#### Seitenauszug

Trotz längerer Ladenöffnungszeiten wollen die Unternehmer im Einzelhandel keine Zuschläge für Spät- und Samstagsarbeit mehr zahlen. Nachtzuschläge sollen drastisch gekürzt werden. Für eine Verkäuferin würde das bis zu 180 Euro weniger Lohn bedeuten. ver.di hat für Oktober bundesweit weitere Streiks angekündigt.
Seit Monaten bleiben die Unternehmensverbände im Einzelhandel bei ihren Kürzungsforderungen. Nach bundesweit über 500 Warnstreiks und Streiks bis Ende August ist Anfang September auch die vorerst letzte Verhandlungsrunde im Pilotbezirk Nordrhein-Westfalen (NRW) an der harten Linie der Bosse gescheitert.
Nun will die Gewerkschaft ver.di ihre Streiks ausweiten. Um bundesweit für Oktober geplante Streiks vorzubereiten, finden nach Mitteilung von ver.di in vielen Betrieben Urabstimmungen statt. Nach gescheiterten Verhandlungen wird seit Mitte September in Niedersachsen, Bayern und Berlin bereits wieder gestreikt.
1,7 Prozent mehr Lohn haben die Unternehmer in NRW angeboten. Dieses „Angebot« soll aber nur gelten, wenn die Zuschläge wegfallen. Für die Kolleginnen und Kollegen bliebe unterm Strich ein dickes Minus.
ver.di hingegen hat in den Verhandlungen zwischen 4,5 und 6,5 Prozent mehr Geld und einen monatlichen Mindestlohn von 1500 Euro für eine Vollzeitstelle verlangt. Viele der 2,6 Millionen im Einzelhandel Beschäftigten, 70 Prozent davon Frauen, kommen mit ihrem Gehalt nicht aus und müssen einen Zweitjob annehmen. „Habe Arbeit – Brauche Geld« ist deshalb auf T-Shirts streikender Verkäuferinnen zu lesen.
Kern des Konfliktes sind die Zulagen für Arbeit nach 18:30 Uhr, an Samstagen und in der Nacht. Die bisherigen Zuschlagsregelungen würden „kundenfreundliche Öffnungszeiten« wirtschaftlich unmöglich machen, behaupten die Verhandlungsvertreter des Hauptverbandes des deutschen Einzelhandels und des Handelsverbandes BAG. Außerdem würden diese Arbeitsplätze gefährden. Wegen der „anhaltend schwierigen Situation des Einzelhandels« seien die Verhandlungsspielräume „sehr eng.«
Allerdings sind es nicht die Zulagen für belastende Arbeitszeiten, die Jobs gefährden, sondern die Preisschlachten zwischen den Konzernen und Umsatzeinbußen durch die Mehrwertsteuererhöhung. Seit Jahren kämpfen große Einzelhandelsunternehmen verbissen um Marktanteile. Sie liefern sich Rabbatschlachten mit Kampfpreisen, die in einigen Fällen sogar unter den Einkaufskosten der Produkte lagen.

########
#### Bereitgestellte Angaben

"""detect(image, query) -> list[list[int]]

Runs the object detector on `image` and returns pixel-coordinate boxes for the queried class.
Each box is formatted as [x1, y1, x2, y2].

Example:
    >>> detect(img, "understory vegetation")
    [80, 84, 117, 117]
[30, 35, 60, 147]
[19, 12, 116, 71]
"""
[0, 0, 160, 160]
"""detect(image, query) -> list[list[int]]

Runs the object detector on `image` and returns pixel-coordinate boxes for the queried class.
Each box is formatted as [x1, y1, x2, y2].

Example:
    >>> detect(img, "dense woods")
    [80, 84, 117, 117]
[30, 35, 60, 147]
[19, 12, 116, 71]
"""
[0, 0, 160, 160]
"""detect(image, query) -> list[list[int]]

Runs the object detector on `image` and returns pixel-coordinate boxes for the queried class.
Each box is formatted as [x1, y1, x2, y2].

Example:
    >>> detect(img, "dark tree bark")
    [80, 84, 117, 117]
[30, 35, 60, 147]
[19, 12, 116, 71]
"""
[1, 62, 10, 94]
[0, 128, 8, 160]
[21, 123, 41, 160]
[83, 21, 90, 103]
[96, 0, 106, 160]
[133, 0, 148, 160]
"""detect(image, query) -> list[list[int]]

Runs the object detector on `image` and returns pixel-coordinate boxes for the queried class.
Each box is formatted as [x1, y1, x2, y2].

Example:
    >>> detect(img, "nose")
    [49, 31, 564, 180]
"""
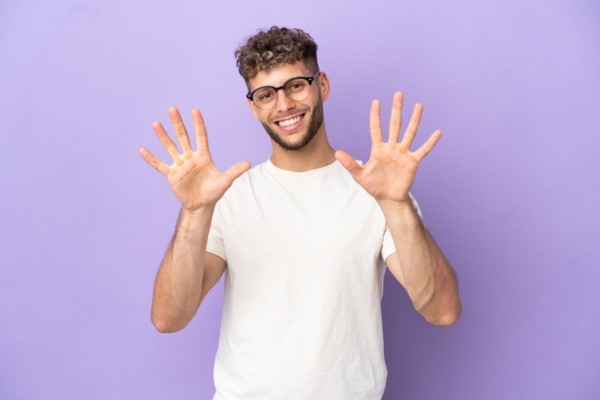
[275, 88, 295, 111]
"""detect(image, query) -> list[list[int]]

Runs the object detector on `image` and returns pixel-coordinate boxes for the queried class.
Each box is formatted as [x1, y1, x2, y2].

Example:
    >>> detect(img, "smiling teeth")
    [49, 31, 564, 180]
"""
[279, 115, 300, 126]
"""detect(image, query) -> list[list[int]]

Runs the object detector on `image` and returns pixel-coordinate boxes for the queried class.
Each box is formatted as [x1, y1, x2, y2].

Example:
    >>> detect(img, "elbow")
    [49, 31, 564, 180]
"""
[424, 303, 462, 327]
[150, 314, 187, 333]
[429, 311, 460, 326]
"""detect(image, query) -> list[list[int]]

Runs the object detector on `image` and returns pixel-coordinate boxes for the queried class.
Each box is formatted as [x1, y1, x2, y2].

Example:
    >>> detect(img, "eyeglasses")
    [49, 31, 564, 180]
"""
[246, 71, 321, 110]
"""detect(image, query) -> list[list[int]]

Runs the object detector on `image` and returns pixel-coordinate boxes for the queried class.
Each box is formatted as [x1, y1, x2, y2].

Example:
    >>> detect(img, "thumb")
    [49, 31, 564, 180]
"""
[335, 150, 362, 178]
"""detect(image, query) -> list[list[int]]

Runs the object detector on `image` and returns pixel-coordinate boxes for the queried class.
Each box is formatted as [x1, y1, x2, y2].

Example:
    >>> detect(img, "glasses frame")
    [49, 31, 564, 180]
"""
[246, 71, 321, 110]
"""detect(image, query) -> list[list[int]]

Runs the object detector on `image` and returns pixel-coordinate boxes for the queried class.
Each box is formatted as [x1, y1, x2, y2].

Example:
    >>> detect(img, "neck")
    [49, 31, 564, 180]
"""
[270, 124, 335, 172]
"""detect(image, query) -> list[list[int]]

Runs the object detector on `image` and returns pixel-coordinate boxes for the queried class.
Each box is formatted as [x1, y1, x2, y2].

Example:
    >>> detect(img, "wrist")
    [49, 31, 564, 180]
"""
[180, 205, 215, 219]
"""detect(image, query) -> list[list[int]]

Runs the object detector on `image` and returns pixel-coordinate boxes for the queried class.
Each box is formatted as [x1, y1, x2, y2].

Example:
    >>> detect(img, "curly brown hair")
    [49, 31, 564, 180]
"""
[234, 26, 319, 84]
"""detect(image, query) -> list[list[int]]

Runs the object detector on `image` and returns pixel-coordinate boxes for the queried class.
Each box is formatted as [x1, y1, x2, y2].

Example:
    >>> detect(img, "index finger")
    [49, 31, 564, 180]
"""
[369, 100, 383, 144]
[388, 92, 404, 143]
[192, 108, 208, 152]
[169, 107, 192, 153]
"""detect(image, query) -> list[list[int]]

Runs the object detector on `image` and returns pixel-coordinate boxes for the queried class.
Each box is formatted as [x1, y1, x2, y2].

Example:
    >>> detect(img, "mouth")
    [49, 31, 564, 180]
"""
[275, 113, 306, 130]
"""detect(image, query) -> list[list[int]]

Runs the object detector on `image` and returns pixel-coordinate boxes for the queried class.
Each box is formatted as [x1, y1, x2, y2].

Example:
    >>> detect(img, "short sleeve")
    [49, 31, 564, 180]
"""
[381, 193, 425, 261]
[206, 203, 227, 262]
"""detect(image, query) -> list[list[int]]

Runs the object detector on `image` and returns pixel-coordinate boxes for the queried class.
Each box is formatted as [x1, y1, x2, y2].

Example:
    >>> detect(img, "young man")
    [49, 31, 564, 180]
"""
[140, 27, 461, 399]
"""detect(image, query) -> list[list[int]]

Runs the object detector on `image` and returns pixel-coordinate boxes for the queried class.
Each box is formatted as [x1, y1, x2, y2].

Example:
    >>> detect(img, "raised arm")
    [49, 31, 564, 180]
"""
[336, 93, 461, 326]
[140, 107, 250, 332]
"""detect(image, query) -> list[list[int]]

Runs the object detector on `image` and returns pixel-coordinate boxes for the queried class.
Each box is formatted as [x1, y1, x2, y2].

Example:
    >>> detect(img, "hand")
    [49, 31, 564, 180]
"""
[140, 107, 250, 211]
[335, 92, 442, 203]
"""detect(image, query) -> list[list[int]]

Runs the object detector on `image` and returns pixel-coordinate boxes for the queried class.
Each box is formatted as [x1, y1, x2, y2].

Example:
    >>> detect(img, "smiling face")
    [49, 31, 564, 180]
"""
[248, 62, 329, 151]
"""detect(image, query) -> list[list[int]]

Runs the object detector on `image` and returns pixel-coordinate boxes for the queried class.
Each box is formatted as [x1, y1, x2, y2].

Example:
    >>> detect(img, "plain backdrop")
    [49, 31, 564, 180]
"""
[0, 0, 600, 400]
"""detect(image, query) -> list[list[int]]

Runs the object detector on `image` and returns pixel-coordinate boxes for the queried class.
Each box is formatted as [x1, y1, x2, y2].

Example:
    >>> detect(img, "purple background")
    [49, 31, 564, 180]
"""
[0, 0, 600, 399]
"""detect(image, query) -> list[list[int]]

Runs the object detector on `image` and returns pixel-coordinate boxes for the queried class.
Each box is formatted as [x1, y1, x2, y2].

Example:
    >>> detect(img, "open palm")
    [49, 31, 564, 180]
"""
[140, 107, 250, 211]
[335, 92, 442, 202]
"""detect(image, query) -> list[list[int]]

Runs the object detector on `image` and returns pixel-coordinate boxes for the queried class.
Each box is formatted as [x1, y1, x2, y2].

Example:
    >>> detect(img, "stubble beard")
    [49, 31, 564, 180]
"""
[260, 96, 323, 151]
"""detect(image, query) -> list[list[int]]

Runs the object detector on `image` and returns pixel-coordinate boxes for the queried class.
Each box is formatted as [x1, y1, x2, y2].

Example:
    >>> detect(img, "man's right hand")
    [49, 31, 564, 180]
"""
[140, 107, 250, 212]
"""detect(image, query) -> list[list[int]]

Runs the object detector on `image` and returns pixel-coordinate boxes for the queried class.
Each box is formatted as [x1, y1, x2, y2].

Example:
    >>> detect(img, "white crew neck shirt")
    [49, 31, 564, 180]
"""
[207, 161, 412, 400]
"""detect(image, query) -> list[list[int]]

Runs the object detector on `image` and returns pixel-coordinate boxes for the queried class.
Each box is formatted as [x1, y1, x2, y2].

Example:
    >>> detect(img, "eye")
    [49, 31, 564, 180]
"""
[286, 80, 306, 92]
[254, 90, 275, 103]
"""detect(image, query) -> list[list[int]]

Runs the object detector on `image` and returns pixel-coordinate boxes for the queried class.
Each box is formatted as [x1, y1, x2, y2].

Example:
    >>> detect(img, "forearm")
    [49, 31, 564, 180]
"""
[380, 200, 461, 325]
[152, 207, 214, 332]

########

• Zu erledigen:
(1) Warum steht laut dem Seitenauszug „Habe Arbeit – Brauche Geld“ auf den T-Shirts streikender Verkäuferinnen? Antworte in ein bis drei Sätzen.
(2) Schreibe aus dem Seitenauszug den Abschnitt ab, der mit „Seit Monaten bleiben“ beginnt und bis einschließlich „ein dickes Minus.“ reicht.

• Endgültige Antworten:
(1) Viele der 2,6 Millionen Beschäftigten im Einzelhandel kommen mit ihrem Gehalt nicht aus und müssen einen Zweitjob annehmen.

(2)
Seit Monaten bleiben die Unternehmensverbände im Einzelhandel bei ihren Kürzungsforderungen. Nach bundesweit über 500 Warnstreiks und Streiks bis Ende August ist Anfang September auch die vorerst letzte Verhandlungsrunde im Pilotbezirk Nordrhein-Westfalen (NRW) an der harten Linie der Bosse gescheitert.
Nun will die Gewerkschaft ver.di ihre Streiks ausweiten. Um bundesweit für Oktober geplante Streiks vorzubereiten, finden nach Mitteilung von ver.di in vielen Betrieben Urabstimmungen statt. Nach gescheiterten Verhandlungen wird seit Mitte September in Niedersachsen, Bayern und Berlin bereits wieder gestreikt.
1,7 Prozent mehr Lohn haben die Unternehmer in NRW angeboten. Dieses „Angebot« soll aber nur gelten, wenn die Zuschläge wegfallen. Für die Kolleginnen und Kollegen bliebe unterm Strich ein dickes Minus.